** WRITTEN REQUEST **
Render every line that follows as a JSON list of strings, one string per line, with blank lines left out. Leave the pictures out of the list.

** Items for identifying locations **
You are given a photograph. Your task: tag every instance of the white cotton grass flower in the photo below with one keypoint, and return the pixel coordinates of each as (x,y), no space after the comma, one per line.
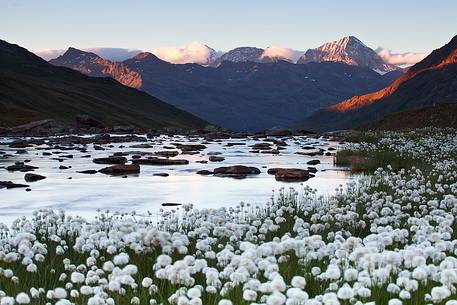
(440,293)
(194,292)
(146,282)
(7,301)
(395,302)
(121,259)
(60,293)
(249,295)
(276,298)
(77,277)
(298,282)
(22,298)
(345,293)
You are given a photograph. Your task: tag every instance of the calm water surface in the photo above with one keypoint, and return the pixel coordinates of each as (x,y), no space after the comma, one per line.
(84,194)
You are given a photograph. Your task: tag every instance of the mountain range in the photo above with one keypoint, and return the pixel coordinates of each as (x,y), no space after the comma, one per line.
(32,89)
(245,90)
(348,50)
(431,82)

** TASK SOLUTION **
[
  "You are given a photograph. Your task: tag every instance of the white cotton grass flower in the photo below with one keypoint, and return the pixel coordinates of each as (x,y), no space after the comma, one per line.",
  "(440,293)",
  "(194,292)",
  "(146,282)",
  "(7,301)",
  "(395,302)",
  "(121,259)",
  "(60,293)",
  "(249,295)",
  "(276,298)",
  "(77,277)",
  "(298,282)",
  "(22,298)",
  "(345,293)",
  "You are given a photograph. Your task: tag every instance of the calm water surface in the photo above with one keypoint, and return the pixel coordinates of each as (x,y), no space after the comma, one per line.",
  "(84,194)",
  "You are given a photograph. Your task: tag every instance of the mountain range in the photo above with one keypoint, and return the pixel coordinates of each as (x,y), no space after the comma, one per line.",
  "(32,89)",
  "(245,90)",
  "(348,50)",
  "(431,82)"
]